> Task inputs:
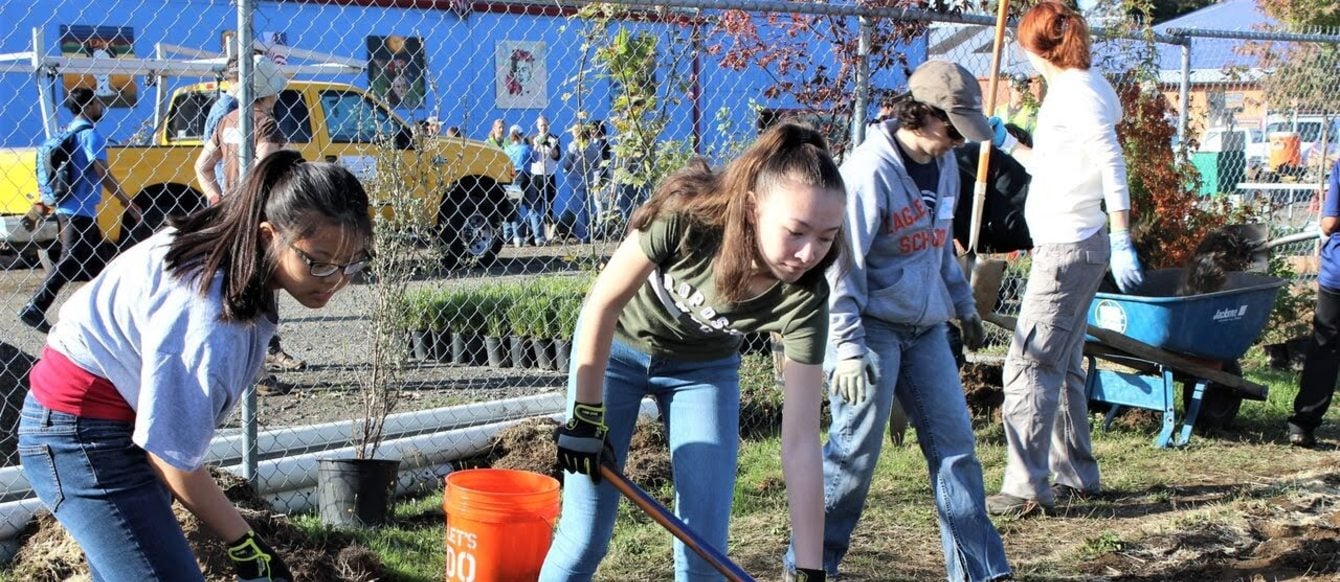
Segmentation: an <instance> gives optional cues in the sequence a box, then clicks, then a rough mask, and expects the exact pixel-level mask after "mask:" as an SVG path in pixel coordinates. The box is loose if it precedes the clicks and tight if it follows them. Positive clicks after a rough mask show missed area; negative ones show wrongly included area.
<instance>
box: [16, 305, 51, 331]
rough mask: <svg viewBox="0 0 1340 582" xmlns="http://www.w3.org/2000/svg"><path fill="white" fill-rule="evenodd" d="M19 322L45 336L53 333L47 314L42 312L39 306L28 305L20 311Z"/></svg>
mask: <svg viewBox="0 0 1340 582" xmlns="http://www.w3.org/2000/svg"><path fill="white" fill-rule="evenodd" d="M19 321H20V322H23V323H25V325H27V326H28V327H32V329H35V330H38V331H42V333H43V334H46V333H48V331H51V323H50V322H47V314H46V312H44V311H42V308H39V307H38V306H35V304H32V303H28V304H25V306H23V308H21V310H19Z"/></svg>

> What you should do: Write out all the data exactly, minus pictures.

> Solution for this problem:
Segmentation: an <instance> gives optional cues in the sequence a box, then clicks, then a rough mask, and expects the exact pixel-level mask after "mask:" as an SVG path in pixel coordinates. The box is loose if it precedes the clicks and tight if it follows them. Positive clicks after a rough mask show missed area; negative ones show wrongly included area.
<instance>
box: [16, 305, 51, 331]
rough mask: <svg viewBox="0 0 1340 582" xmlns="http://www.w3.org/2000/svg"><path fill="white" fill-rule="evenodd" d="M19 322L45 336L53 333L47 314L42 312L39 306L28 305L20 311Z"/></svg>
mask: <svg viewBox="0 0 1340 582" xmlns="http://www.w3.org/2000/svg"><path fill="white" fill-rule="evenodd" d="M19 321H20V322H23V323H25V325H27V326H28V327H32V329H35V330H38V331H42V333H43V334H46V333H48V331H51V323H50V322H47V314H46V312H44V311H42V308H39V307H38V306H35V304H32V303H28V304H25V306H23V308H21V310H19Z"/></svg>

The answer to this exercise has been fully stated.